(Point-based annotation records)

▬▬▬

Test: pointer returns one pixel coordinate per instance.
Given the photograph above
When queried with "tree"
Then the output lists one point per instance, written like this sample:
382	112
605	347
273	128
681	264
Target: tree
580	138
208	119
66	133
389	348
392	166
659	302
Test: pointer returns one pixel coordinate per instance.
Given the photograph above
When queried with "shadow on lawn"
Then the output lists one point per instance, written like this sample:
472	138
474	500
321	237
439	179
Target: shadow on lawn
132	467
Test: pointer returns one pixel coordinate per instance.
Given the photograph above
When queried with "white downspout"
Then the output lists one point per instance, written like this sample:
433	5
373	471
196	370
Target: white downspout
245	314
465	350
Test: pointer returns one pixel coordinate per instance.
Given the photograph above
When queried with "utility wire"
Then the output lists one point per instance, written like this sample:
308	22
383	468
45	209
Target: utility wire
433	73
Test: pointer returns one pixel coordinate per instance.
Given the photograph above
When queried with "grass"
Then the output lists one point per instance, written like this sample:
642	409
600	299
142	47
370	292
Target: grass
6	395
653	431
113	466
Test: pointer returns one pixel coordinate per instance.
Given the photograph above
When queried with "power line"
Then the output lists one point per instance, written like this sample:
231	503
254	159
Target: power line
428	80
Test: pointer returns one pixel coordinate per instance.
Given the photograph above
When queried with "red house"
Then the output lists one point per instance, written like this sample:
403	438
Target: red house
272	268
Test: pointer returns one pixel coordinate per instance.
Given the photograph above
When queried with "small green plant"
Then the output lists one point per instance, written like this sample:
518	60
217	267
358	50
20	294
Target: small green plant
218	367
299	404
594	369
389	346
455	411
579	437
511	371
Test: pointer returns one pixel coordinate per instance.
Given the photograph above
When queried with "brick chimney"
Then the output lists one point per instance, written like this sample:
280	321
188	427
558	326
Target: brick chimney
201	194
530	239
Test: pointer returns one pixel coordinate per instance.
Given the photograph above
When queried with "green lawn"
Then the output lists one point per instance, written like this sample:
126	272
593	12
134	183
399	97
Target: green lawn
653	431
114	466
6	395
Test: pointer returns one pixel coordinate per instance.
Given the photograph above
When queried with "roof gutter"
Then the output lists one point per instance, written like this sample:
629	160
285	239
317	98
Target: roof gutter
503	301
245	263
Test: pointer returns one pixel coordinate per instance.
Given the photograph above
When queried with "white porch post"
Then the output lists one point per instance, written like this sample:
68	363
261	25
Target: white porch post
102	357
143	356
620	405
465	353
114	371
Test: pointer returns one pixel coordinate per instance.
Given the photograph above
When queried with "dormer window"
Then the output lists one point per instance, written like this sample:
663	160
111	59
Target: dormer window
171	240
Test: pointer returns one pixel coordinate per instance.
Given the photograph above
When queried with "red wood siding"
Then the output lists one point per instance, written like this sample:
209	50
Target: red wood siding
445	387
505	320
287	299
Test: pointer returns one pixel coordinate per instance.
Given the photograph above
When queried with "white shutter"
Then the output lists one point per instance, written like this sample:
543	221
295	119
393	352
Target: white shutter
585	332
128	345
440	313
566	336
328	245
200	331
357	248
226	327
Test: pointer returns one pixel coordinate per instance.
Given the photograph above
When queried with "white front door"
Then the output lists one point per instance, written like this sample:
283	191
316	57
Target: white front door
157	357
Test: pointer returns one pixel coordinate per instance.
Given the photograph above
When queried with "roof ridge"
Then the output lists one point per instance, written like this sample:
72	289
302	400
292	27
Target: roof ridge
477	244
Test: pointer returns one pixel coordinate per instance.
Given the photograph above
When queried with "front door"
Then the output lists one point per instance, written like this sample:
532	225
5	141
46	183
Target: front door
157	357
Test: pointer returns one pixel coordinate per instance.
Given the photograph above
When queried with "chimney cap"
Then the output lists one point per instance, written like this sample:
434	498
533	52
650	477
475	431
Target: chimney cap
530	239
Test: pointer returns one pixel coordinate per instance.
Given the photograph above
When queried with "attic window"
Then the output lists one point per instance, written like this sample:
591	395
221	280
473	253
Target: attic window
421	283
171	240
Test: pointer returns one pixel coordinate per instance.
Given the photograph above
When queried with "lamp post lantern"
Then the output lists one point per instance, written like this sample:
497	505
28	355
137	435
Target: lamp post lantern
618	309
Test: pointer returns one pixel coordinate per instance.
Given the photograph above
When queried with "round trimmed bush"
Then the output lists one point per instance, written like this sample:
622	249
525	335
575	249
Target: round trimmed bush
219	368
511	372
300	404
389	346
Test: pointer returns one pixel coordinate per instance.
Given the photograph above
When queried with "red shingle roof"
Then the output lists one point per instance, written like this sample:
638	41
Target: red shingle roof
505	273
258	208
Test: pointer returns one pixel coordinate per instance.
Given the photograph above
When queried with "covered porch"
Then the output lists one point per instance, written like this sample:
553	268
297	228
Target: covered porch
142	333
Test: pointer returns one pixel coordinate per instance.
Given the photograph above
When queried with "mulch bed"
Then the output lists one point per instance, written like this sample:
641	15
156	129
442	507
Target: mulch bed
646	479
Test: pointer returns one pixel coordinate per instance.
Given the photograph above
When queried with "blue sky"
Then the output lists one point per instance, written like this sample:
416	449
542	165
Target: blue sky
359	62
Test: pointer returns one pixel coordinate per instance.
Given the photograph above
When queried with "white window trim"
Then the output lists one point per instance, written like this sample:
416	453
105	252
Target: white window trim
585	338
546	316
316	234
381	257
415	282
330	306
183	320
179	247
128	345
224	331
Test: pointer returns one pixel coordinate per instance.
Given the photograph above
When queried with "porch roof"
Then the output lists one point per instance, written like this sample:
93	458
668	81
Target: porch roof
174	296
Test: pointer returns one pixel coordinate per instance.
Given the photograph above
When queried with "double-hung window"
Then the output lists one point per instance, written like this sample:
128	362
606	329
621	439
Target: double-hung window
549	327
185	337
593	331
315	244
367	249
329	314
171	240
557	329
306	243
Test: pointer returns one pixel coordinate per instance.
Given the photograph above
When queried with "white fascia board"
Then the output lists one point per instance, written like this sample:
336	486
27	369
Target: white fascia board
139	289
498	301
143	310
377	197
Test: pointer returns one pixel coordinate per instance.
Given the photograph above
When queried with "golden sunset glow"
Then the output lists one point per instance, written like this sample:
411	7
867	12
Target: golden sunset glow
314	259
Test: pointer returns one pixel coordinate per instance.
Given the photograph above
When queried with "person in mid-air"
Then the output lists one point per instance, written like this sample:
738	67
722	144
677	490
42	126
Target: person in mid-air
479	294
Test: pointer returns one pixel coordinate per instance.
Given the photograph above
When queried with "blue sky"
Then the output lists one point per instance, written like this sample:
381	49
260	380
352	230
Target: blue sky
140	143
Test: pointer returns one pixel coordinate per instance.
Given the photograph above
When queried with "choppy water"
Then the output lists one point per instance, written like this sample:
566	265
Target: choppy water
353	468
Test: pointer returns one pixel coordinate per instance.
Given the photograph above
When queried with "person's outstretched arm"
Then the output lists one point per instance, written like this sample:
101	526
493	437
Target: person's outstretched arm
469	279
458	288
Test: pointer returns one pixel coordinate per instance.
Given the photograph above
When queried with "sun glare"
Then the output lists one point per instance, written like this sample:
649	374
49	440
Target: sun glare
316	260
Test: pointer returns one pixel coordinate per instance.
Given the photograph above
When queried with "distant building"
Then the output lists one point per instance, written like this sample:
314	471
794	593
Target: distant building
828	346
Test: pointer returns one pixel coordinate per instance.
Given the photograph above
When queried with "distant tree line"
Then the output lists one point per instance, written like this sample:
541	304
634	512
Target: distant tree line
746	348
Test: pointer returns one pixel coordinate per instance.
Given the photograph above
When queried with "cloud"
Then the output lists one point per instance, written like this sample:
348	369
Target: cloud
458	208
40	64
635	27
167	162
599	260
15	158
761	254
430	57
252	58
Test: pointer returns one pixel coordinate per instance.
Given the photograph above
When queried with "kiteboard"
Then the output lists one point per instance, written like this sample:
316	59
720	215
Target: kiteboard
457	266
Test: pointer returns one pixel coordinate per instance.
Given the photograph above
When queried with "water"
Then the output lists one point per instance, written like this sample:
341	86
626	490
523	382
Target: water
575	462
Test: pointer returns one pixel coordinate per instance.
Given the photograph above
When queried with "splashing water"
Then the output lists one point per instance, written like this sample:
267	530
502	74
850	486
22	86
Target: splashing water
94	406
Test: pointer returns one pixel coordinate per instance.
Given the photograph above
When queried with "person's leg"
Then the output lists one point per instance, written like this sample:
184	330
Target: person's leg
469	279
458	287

▬▬▬

→ Task instructions:
Report every line of the records above that contains the string "dormer", treating uppercase and lowercase as different.

→ Answer for the task:
When queried with "dormer window"
Target: dormer window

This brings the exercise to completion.